** Stated task **
Write out the part of the text below on the late-1990s boom, starting at "In this environment" and ending at "as too risky.".

** Excerpt **

In the late 1990s growth in productivity accelerated, and share prices—especially in technology—soared. It was a new economic era. As at the dawning of previous new economic eras, the old rules were said to no longer apply. Investors were prodded in the chest and told they either got it or they didn't. Financial orthodoxy and traditional business virtues were mocked. Financial inhibitions were cast aside. Rather than watching sports, investors of modest means watched television pundits pick stocks. Some quit their jobs to become day traders—and did well, because it is hard to lose money in a rising market. Accountants (accountants, for heaven's sake!) were invited to seminars on "thinking outside the box."
This climate of opinion did not merely tolerate financial heterodoxy but demanded it. In 2001 a writer at Fortune was the first to ask questions about Enron's bookkeeping—but not before the magazine had hailed the company as America's most innovative for six years running. The firm's auditors missed what was going on; but so did its creditors, its analysts on Wall Street, the press, and everybody else. The mood of the moment prevailed.
In this environment CEOs were often anointed as visionaries. Naturally, celebrity bosses are expected to be buccaneers—and they often are, disdaining advice and believing what they read about themselves in the papers. Many disdain the rules as well; rules are for the timid. Most hazardous of all, they tend to forget that (in the case of public companies) they are employees of the firms they lead, and not owners—that they are fiduciaries, entrusted with the care of other people's money. Hence their too frequently outlandish pay deals; hence, in many instances, their taste for ventures that a conscientious fiduciary would have regarded as too risky.

** Data shown **

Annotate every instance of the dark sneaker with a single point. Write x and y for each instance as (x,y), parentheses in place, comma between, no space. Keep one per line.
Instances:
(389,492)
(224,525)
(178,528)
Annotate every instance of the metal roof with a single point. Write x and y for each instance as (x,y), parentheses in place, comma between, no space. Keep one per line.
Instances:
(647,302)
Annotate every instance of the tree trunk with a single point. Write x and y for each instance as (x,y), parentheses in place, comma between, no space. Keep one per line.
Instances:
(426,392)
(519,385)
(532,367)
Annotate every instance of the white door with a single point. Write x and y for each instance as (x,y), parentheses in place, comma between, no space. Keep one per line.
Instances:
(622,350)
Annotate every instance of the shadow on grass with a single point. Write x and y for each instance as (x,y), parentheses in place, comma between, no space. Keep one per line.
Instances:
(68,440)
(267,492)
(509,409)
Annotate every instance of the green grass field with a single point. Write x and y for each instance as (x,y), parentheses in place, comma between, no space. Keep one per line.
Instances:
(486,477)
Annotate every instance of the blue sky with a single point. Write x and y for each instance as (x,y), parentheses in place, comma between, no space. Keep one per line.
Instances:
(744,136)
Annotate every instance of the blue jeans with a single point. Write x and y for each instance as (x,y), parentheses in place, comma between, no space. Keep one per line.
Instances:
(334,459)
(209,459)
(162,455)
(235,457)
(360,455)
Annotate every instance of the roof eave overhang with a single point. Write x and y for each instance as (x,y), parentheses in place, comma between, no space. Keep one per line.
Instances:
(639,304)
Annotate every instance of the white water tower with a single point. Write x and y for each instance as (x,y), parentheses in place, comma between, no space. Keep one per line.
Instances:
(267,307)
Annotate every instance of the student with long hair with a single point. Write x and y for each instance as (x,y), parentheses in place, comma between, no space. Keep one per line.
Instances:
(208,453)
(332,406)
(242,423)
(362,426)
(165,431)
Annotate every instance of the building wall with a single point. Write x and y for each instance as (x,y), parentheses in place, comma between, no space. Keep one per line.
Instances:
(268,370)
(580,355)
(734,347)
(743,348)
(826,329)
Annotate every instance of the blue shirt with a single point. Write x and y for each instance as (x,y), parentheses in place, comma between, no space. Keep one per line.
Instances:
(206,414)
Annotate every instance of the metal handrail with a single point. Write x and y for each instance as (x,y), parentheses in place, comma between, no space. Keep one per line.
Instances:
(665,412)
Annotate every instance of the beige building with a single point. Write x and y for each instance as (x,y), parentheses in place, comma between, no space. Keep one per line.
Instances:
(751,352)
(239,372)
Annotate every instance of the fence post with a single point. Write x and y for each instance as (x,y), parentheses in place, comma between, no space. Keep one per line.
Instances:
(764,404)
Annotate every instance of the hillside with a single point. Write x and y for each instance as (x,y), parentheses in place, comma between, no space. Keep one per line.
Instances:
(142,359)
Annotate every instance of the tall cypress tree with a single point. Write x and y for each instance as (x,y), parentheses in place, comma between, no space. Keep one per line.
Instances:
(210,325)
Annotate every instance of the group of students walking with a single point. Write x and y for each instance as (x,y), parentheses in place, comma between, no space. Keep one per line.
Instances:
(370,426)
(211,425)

** Answer to this exercise **
In this environment CEOs were often anointed as visionaries. Naturally, celebrity bosses are expected to be buccaneers—and they often are, disdaining advice and believing what they read about themselves in the papers. Many disdain the rules as well; rules are for the timid. Most hazardous of all, they tend to forget that (in the case of public companies) they are employees of the firms they lead, and not owners—that they are fiduciaries, entrusted with the care of other people's money. Hence their too frequently outlandish pay deals; hence, in many instances, their taste for ventures that a conscientious fiduciary would have regarded as too risky.